Reproduce, from the lines below, exactly the stretch that begins at the line containing "Zoom in on white button-up" and ends at the line containing "Zoom in on silver", both included.
Provided data START
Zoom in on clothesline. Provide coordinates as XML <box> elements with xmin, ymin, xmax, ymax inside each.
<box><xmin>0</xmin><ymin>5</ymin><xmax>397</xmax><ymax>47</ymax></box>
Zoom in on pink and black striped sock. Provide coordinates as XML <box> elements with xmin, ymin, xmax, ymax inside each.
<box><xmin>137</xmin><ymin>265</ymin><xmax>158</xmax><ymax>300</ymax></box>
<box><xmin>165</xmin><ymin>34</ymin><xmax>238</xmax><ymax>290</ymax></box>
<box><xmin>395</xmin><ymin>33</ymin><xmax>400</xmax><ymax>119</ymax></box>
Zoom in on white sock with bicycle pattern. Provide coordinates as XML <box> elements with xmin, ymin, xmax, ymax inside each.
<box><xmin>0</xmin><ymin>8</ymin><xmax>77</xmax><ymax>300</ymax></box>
Provided data END
Provided data START
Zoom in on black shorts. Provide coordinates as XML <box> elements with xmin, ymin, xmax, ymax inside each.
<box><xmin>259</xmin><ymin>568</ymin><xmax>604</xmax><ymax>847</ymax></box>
Provided data END
Provided data START
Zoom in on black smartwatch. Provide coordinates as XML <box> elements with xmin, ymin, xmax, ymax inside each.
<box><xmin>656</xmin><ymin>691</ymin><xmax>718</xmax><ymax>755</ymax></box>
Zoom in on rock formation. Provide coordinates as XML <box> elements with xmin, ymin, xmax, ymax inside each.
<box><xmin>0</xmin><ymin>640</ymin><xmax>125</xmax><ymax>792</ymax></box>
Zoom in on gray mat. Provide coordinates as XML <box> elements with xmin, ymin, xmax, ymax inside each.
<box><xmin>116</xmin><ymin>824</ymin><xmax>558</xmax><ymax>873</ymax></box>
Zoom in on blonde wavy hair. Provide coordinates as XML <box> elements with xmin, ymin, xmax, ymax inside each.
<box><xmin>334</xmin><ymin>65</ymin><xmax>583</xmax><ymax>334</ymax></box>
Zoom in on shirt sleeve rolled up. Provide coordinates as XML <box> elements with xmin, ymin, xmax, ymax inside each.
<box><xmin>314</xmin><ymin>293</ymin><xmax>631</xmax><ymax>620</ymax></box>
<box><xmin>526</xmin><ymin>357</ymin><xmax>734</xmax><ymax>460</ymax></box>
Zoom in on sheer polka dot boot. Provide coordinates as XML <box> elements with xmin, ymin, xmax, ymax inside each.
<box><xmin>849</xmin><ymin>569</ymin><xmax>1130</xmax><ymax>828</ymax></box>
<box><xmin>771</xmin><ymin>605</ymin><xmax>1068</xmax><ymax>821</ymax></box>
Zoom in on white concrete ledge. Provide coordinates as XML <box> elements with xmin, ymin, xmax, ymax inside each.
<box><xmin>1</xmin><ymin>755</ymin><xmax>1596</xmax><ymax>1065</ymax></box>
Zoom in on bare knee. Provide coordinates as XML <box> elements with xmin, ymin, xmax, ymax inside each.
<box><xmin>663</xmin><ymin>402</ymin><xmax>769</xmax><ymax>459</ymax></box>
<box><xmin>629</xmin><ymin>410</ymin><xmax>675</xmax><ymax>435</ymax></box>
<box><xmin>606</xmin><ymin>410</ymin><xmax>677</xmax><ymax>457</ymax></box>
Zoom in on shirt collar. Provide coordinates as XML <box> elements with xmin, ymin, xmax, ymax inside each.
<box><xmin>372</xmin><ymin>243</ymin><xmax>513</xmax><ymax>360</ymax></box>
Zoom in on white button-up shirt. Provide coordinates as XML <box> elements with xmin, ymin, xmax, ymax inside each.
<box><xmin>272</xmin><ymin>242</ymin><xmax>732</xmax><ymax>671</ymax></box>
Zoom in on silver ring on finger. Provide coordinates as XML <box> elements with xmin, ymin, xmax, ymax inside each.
Provided data END
#### Result:
Zoom in on white button-up shirt. Provide coordinates as XML <box> elements with xmin, ymin, xmax, ymax inside each.
<box><xmin>272</xmin><ymin>242</ymin><xmax>732</xmax><ymax>671</ymax></box>
Zoom in on silver ring on finger. Provide coordinates as XML <box> elements with xmin, ymin, xmax, ymax inside each.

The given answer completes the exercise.